> EXERCISE DESCRIPTION
There is one span to output from the data below: the lines starting at the line with "Question. Point out each instance of the blue" and ending at the line with "Question. Point out each instance of the long". Output it exactly, ends included, nothing more.

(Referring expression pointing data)
[Start of section]

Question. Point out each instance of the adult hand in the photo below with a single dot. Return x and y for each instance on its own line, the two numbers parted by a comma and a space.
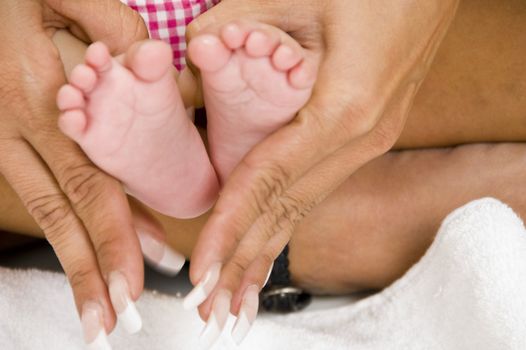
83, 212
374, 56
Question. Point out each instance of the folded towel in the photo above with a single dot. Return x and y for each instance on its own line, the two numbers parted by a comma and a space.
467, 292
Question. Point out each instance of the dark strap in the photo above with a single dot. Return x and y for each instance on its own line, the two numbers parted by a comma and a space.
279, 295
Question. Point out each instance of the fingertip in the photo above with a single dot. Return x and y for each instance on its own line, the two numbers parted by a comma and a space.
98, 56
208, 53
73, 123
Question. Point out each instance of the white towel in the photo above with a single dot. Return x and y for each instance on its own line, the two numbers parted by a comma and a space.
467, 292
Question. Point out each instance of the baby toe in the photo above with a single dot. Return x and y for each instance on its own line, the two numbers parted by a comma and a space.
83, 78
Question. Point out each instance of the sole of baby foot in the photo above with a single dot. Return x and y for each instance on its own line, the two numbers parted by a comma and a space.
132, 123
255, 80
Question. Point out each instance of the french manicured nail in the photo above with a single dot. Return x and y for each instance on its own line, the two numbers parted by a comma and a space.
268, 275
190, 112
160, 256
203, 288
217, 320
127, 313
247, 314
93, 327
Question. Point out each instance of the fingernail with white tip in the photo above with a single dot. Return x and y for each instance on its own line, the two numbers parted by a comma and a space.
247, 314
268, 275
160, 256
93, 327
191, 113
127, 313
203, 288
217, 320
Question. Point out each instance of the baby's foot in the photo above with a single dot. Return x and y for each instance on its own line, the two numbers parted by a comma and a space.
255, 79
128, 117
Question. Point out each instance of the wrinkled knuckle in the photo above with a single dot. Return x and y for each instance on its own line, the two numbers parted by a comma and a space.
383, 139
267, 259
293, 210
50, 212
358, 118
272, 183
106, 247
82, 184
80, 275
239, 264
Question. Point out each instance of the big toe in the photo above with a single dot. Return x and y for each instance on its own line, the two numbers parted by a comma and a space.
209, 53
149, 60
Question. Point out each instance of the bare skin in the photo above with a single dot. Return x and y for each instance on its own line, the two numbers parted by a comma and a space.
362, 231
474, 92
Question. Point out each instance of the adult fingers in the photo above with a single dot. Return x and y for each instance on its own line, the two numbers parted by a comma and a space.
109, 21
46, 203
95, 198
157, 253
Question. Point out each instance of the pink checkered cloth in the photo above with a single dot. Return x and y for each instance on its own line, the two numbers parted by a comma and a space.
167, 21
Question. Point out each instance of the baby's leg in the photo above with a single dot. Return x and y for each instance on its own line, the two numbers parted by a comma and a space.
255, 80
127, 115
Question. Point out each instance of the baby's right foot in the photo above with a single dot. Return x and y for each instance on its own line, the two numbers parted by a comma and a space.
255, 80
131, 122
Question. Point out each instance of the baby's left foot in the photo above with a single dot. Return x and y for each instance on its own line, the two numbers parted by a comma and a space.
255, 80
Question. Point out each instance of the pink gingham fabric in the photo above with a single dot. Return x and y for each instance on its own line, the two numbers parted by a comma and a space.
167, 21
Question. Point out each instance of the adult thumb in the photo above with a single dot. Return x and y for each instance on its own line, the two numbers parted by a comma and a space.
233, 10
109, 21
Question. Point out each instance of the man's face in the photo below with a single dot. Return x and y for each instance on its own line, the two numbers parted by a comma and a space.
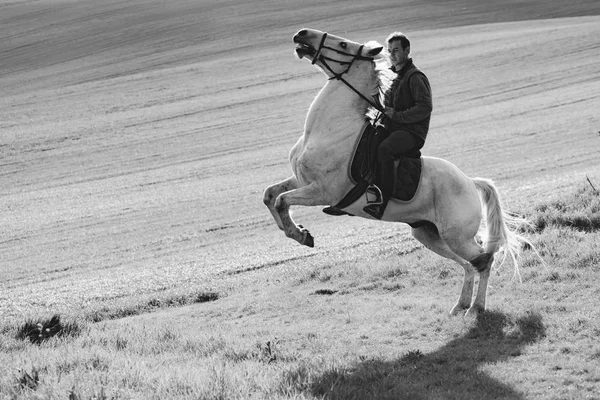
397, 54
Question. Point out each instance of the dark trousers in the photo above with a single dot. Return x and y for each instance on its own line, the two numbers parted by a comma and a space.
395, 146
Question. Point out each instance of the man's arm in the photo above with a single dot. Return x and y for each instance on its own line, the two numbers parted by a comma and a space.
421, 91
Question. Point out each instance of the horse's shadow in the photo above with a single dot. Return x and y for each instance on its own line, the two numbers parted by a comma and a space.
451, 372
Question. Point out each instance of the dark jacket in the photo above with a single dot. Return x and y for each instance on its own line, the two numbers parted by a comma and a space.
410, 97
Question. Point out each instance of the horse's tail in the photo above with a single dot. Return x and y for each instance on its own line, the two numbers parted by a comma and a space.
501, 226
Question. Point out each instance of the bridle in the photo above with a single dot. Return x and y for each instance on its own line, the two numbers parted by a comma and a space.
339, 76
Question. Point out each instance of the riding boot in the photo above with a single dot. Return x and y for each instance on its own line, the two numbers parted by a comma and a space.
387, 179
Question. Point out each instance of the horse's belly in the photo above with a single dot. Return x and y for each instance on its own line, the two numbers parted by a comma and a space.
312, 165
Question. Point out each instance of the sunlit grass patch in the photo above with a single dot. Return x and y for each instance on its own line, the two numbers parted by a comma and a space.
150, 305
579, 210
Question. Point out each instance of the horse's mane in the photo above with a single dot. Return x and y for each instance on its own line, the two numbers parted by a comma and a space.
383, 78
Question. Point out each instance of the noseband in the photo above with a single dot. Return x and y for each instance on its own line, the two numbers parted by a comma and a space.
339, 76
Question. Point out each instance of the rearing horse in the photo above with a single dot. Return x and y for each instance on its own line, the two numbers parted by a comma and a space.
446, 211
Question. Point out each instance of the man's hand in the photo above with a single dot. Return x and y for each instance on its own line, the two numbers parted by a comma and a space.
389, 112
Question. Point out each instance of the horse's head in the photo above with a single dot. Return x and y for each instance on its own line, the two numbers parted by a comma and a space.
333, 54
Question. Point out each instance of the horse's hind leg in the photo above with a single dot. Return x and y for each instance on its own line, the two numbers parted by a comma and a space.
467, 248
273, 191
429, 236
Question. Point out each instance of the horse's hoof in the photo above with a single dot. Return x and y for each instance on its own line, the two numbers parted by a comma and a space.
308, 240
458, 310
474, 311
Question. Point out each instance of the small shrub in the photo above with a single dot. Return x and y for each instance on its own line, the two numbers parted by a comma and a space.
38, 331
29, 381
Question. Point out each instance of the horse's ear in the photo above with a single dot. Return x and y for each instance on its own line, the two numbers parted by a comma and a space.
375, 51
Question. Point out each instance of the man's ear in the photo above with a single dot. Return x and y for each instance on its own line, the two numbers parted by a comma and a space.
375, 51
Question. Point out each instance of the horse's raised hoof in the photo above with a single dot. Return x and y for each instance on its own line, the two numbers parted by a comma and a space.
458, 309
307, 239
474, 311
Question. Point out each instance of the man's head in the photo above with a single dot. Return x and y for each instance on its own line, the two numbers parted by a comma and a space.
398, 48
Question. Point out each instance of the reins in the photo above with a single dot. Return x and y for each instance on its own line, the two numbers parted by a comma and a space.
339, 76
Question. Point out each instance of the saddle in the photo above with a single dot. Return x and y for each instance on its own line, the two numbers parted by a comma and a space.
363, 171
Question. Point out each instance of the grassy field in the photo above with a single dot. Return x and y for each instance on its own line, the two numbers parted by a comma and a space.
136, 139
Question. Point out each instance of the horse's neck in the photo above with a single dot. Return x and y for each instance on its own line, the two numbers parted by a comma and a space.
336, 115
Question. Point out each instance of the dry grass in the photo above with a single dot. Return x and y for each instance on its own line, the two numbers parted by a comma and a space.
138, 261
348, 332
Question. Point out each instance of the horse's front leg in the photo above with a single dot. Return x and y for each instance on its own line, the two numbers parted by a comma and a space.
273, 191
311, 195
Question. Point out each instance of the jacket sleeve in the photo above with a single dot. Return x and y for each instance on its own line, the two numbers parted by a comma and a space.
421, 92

[End of section]
[Start of section]

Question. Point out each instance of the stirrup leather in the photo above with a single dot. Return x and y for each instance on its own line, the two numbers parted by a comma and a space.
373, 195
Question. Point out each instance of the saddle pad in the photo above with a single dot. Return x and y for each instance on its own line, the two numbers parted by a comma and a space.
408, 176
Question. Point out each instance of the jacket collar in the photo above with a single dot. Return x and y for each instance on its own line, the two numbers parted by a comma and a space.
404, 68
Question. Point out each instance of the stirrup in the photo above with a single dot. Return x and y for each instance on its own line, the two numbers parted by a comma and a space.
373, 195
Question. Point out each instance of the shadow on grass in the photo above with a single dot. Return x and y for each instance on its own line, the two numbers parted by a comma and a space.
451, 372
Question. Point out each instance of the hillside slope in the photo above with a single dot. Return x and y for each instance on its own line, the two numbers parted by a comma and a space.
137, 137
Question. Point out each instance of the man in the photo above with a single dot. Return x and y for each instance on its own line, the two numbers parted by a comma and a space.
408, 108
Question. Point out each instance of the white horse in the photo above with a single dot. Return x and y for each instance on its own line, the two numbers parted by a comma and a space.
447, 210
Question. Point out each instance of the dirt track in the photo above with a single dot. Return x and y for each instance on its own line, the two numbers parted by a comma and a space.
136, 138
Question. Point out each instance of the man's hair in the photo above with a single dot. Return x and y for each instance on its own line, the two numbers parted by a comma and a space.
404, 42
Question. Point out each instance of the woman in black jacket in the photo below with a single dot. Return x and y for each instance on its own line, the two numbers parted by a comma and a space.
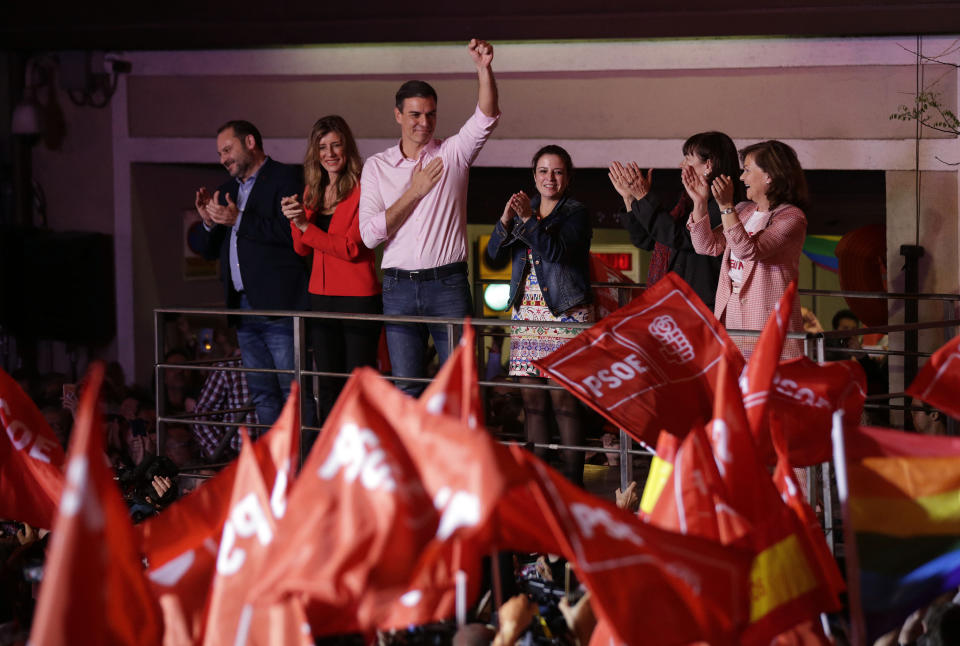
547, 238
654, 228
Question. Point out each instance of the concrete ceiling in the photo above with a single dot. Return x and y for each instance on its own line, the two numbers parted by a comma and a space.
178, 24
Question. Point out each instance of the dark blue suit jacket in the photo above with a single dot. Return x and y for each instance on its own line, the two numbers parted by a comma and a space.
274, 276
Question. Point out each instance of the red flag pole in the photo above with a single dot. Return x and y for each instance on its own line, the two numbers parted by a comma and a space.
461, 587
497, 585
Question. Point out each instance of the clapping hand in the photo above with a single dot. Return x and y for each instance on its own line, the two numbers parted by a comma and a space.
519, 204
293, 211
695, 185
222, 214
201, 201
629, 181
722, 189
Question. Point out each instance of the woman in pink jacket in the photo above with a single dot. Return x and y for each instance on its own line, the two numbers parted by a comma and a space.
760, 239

[End of section]
[Start of section]

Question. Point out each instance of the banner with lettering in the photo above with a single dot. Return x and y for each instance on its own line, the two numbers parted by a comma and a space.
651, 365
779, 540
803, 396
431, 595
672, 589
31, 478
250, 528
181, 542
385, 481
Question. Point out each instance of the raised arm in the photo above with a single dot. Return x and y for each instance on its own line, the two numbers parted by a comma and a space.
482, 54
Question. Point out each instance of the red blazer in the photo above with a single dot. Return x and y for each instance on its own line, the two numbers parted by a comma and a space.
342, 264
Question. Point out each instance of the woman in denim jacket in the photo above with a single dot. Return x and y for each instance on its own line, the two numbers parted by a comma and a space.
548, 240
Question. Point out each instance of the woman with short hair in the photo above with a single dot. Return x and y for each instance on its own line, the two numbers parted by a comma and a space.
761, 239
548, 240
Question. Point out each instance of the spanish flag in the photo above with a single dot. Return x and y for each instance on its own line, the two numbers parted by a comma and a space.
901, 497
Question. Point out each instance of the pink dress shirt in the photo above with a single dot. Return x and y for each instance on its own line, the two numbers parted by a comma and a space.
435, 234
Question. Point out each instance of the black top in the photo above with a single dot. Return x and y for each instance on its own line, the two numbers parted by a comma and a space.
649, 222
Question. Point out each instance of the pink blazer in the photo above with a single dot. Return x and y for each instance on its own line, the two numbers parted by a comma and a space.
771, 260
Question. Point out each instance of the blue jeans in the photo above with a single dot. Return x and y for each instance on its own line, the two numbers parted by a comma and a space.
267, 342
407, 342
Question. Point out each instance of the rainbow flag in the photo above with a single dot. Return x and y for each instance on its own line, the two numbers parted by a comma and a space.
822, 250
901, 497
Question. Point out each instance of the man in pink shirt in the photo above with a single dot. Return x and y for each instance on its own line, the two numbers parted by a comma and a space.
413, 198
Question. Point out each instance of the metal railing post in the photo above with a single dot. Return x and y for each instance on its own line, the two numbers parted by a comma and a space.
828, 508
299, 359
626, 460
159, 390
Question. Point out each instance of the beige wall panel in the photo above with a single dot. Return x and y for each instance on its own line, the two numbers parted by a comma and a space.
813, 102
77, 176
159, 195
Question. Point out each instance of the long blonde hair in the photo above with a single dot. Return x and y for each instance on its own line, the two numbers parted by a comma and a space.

[End of section]

> TASK SOLUTION
Question. Point out each instance of the blue jeans in the photo above with a single dot. Return x and y for each instance on its own line, the two numbers parted by a comma and a space.
267, 342
407, 342
Question. Point out each instance of the rainbow flag in the photo above with a single dot. Return x and y for each instance on its own line, the two numbers parted by a comma and a space.
822, 250
901, 497
Question. Point out each instance of the man in pink shirt in the photo above with a single dot. Return x and y for each instance on its own line, the two numbers parted by a comma and a space.
413, 198
Question. Point out each instance of the metal railing post in the photo above with a single dot. Return x and y for each instance on its own line, the two numbers parted by a comma and a space.
828, 508
299, 359
626, 460
159, 390
Question. Point out each instance of the beige wall panel in the photo above with a single dot. Return x and y for each instance on its own line, the two numbers parted by a comma and a space.
813, 102
77, 176
159, 195
Question. Point out each instance of the long blonde hair in the photo above with a single dot. Return x and y for each instance on its own line, the two numbers parted by a comma and a space.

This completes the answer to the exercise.